- Records of labeled boxes:
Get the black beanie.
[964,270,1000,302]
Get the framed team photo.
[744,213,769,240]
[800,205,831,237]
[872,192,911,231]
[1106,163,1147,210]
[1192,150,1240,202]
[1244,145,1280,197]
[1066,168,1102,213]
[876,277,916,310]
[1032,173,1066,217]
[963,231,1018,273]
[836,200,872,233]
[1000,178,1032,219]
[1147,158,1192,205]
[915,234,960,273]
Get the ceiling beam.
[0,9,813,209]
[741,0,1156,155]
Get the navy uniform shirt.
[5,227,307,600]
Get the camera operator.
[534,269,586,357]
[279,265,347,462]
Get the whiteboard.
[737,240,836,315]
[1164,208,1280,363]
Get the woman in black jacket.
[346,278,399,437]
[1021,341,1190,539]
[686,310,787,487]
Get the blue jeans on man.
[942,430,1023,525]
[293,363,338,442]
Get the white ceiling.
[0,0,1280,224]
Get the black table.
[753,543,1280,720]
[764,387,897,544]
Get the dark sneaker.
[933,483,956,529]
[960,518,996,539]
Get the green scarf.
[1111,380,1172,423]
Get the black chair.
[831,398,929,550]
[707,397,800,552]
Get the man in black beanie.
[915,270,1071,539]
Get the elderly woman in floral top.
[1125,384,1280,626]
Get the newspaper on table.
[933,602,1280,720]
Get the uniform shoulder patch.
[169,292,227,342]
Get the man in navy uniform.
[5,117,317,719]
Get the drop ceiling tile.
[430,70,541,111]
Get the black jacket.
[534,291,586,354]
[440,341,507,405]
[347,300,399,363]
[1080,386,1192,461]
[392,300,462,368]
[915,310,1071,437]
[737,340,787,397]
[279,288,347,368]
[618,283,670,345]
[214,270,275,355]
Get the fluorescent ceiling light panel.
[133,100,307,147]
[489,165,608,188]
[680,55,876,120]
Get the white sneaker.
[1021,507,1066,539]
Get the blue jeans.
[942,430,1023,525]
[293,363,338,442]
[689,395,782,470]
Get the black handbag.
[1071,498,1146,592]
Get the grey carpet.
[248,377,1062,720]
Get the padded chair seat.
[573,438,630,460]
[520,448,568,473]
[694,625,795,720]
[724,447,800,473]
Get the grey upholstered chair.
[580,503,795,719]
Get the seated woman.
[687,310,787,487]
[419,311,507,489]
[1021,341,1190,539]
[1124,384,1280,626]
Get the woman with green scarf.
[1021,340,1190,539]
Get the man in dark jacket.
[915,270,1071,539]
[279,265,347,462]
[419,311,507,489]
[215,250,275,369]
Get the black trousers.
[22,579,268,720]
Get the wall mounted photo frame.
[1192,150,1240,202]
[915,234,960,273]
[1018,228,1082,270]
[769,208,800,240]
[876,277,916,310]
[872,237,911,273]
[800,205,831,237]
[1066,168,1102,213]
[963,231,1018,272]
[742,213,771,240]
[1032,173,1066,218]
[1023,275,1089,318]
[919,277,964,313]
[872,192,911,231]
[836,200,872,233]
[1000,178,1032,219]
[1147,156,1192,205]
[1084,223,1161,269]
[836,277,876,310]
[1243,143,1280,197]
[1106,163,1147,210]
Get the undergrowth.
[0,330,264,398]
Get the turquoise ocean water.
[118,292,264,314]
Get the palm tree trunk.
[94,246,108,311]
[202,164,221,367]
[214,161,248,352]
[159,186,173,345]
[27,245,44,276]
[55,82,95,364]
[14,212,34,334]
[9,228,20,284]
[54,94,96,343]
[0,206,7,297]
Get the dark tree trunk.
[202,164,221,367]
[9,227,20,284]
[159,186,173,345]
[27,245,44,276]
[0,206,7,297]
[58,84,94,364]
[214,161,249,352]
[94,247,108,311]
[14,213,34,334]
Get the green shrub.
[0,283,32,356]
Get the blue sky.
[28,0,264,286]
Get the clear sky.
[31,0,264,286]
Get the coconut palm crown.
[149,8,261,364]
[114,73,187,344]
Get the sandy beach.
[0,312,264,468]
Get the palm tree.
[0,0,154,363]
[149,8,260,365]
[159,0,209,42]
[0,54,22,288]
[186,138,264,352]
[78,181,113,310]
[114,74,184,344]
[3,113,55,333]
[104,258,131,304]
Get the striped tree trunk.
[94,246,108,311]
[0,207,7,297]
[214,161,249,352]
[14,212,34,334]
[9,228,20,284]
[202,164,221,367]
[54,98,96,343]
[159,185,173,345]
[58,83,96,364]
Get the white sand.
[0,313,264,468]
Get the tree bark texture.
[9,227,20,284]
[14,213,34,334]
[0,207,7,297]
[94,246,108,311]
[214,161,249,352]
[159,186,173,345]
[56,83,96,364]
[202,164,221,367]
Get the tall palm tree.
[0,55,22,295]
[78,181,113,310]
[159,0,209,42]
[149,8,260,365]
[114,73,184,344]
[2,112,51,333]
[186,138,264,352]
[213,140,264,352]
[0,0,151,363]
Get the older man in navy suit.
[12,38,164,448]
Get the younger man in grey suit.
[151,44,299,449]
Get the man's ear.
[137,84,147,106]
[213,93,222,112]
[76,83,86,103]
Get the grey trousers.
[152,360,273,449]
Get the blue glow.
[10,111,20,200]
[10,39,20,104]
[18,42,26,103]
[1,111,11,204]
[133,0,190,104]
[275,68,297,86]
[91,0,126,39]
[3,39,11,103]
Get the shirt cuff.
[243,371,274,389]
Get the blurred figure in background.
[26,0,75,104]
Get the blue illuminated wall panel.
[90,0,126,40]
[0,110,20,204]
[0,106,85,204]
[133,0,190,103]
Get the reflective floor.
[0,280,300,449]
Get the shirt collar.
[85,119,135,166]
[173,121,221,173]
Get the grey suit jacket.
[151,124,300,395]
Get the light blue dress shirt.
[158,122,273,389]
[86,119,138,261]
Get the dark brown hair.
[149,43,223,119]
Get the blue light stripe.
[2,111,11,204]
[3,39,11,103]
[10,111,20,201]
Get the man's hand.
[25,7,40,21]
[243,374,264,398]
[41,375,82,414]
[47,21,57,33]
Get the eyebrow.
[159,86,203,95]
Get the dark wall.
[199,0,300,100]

- Instruction: Locate each line above that contains the string "scarf", treating uppercase and lowercase as different, and copy every such line in full.

- Exercise response:
Get the green scarf.
Get the woman with green scarf.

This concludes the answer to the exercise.